**Problem statement**
Write out the whole listing again, exactly.

**Task material**
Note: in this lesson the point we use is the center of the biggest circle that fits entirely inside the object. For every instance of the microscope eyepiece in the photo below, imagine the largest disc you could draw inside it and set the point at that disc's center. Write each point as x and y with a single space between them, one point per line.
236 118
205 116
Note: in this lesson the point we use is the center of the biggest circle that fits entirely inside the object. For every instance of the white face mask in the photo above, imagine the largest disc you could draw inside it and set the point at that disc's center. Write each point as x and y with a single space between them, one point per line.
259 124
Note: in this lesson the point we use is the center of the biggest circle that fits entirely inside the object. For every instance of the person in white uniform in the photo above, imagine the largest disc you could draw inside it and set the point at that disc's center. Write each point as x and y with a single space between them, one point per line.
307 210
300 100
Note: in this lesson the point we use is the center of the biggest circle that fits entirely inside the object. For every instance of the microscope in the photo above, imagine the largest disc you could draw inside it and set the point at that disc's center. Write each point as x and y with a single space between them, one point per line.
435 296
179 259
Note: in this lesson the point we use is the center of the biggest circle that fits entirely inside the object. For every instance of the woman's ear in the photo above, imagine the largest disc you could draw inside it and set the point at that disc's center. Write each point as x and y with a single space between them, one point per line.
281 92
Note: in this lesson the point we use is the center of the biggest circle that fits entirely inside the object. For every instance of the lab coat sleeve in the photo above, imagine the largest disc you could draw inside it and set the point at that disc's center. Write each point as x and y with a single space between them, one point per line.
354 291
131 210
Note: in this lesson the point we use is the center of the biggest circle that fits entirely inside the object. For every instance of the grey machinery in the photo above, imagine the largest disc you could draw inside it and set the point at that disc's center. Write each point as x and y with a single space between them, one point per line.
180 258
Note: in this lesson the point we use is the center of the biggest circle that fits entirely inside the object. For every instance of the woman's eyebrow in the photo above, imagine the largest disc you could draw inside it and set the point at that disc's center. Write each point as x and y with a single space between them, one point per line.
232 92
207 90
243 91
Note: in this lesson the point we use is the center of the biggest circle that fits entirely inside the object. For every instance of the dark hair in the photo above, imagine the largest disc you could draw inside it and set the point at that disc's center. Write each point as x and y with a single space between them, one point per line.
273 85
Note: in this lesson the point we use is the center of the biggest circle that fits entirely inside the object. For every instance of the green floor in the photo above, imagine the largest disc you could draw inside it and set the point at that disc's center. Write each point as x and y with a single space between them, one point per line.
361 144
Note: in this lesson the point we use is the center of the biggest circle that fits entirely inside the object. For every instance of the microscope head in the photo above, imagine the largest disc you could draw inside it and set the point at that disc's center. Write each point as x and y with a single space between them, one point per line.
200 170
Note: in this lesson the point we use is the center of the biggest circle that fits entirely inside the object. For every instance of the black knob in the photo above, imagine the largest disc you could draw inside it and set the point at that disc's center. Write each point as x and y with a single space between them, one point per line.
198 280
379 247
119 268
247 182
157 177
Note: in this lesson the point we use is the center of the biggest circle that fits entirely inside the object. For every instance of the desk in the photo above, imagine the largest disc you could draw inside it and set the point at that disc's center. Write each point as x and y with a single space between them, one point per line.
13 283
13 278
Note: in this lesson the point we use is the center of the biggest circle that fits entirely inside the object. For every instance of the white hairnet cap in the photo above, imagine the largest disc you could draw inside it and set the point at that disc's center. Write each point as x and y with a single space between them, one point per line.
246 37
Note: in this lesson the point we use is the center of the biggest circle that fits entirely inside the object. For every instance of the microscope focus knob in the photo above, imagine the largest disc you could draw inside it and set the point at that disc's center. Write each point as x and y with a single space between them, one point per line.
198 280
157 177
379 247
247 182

**Solution to the problem**
Note: in this lesson the point we use is the center of the biggest circle that fits entirely inside the object. For every instance of the microscope eyepiece in the photo below, imagine the largest disc you could draw inside it and set the point at that disc's center. Write each point as x and y with a single space between them, one point per line.
236 118
205 116
Note: in this lesson the point we use is the center of the biggest circle that fits entirely inside the object. For every instance of the white face mask in the photo above, imagine the largest disc you could draw inside it and set the point at that disc's center. Write each point as x and y with a single space between them, one point per line.
259 124
Note: in this lesson the point we use is the center of the biggest circle that fits entirely inside the object. For every instance of the person in white uniform in the photo above, imagine the largest disc you could draw inside it and set the point at that disc's center. Write each point as x and y with a single space between them, one point per line.
307 210
300 100
Note: in this lesson the point we use is the center of the biggest circle that fits entirely inside the object. For every instance of the microscope in the photo above, imagine the largest disc you could draw inside it and set the point at that disc's center. Write each point as x and y with a single space between them, one point per line.
435 296
179 259
Note: in this lesson the point we use is the center of the biggest circle that fits entirely inside the object. For every instance of the woman's ear in the photo above, imagine the largest disc you could draw inside it and set the point at that disc's center. Write each point as x and y with a single space between them, one point per line.
281 92
Note: in this lesson the point we use is the center of the biggest circle that fits entirely inside the object. For every instance of the lab coat sleeve in the photo above, imagine the largest disc you could draw inside it and set the point at that disc's center. Write each point as x and y with a single space between them, one point per line.
354 291
131 210
Note: in this lesson the point we use is the center of the biggest circle that fits entirely inside the object. For every instance of the grey machinery in the photo above, imagine the largest disc you could draw inside it and set the point at that disc's center. Write each point as x and y with a single space between them, one point per line.
180 258
Note: in this lesson the point we use is the center of the biggest circle that fits entirely inside the object. For every instance of the woman's eyebrow in the photo above, imagine the largest disc you could draw inside it and set the point at that disc's center. Write each point as x and y with a single space between them, one point per line.
232 92
207 90
243 91
Note: in this lesson the point we use is the center of the biggest circle that fits entirely inside the object. For every instance of the dark hair in the photo above, imagine the largest disc you could draw inside it and set the point at that disc's center. Write each point as x and y with a single space between them, one point per line.
273 85
Note: in this lesson the point we use is the center of the biggest circle that fits entirely inside the object. For every instance of the green floor in the photo above, imagine the largest disc you could draw inside it and set the point at that disc's center. Write each point as x and y with a single space between them, one point per line.
361 144
Note: in this lesson the point we use is the center of the biggest circle that fits entirely inside the object. For every instance of the microscope head in the photo above, imagine the largest disc you could draw inside it and set the point at that disc's center. Write each point as x and y with a single space between them, one point per line.
200 170
Note: in this lesson the point we use is the center of the biggest circle that fits entirely inside the object. For every instance of the black knob in the photo above, imagine the largest disc you could draw inside it and set the point at that disc's center. Write each point as x and y with a single space between them, one point per line.
198 280
379 247
119 268
247 182
157 177
Note: in this lesson the point we use is the center of the biggest circle that fits entirely inside the object. For every instance of the desk in the photo above, imagine the largest disc you could draw inside it and set the point at that disc's center. Write each point as x and y with a single space between them, one point per line.
13 283
13 278
Note: in this lesson the point we use is the center of the biggest circle that fits entirely inside the object. For every instance of the white hairnet cap in the photo above, imagine the largest disc you could draw inside it and set the point at that disc's center. Write each point as x and y with a single space between them, one point per line.
246 37
Note: in this lesson the point we use is the center of the biggest circle that fits entirely inside the object. For every instance of the microscope focus knob in the photo above, imagine the largest disc you could draw inside it and set the point at that disc's center. Write each point as x and y with a single space between them, one point per line.
198 280
157 177
379 247
247 182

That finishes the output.